**Stated task**
Copy out, unchanged, everything in the listing below from the line containing "of the bridge" down to the listing's last line, including both of those lines.
##### Record list #####
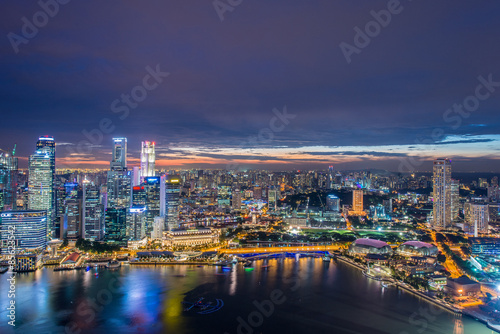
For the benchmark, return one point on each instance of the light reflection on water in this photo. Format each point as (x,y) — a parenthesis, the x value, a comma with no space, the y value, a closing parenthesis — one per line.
(319,297)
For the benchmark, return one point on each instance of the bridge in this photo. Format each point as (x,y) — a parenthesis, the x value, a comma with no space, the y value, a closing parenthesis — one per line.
(291,249)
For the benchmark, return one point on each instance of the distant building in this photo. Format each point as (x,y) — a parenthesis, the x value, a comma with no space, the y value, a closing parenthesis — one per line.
(28,229)
(357,202)
(463,286)
(194,237)
(172,201)
(417,248)
(442,194)
(332,203)
(147,159)
(485,246)
(369,246)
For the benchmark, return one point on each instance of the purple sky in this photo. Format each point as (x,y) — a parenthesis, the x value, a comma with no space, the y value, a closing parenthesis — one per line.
(226,77)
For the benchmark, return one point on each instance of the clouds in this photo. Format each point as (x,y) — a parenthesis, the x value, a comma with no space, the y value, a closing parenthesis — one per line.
(226,77)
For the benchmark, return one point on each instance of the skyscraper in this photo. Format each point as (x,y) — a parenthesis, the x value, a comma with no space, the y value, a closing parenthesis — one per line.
#####
**Solved exercise**
For the benchmark, return one point on each instance of the bridge in this photo. Format each point as (x,y) — a parenthesis, the x value, a comma with no space, the y value, a closing parenthesis — one per line.
(291,249)
For the benchmark, return one point on each instance of the distant building in this photo. Format each point as (x,y) — a parenthesis, the x value, a comma with no space, the y value, a closing parenthesis — one per line.
(28,229)
(357,202)
(463,286)
(194,237)
(172,201)
(417,248)
(442,194)
(332,203)
(147,159)
(485,246)
(369,246)
For the benchmark, return one point on each instance of the purple sky in this photo. Format each point as (x,y) — a parenthesis, the x value, a comma with no space, the y value, a closing parenthesis — one per line.
(226,77)
For the benchmark, return one point on each instance of the clouds in this photo. Format each point as (x,y) — a parenthesis, the x value, a comma with no space, the y value, a closing parenthesis — one per line.
(226,77)
For the benchmark, return one point on each instance of the skyscraper in this photo. Format each point as (x,y) — a parenthesis, the x value, a comma with no space, the y value, a closing parenthesis — one per line.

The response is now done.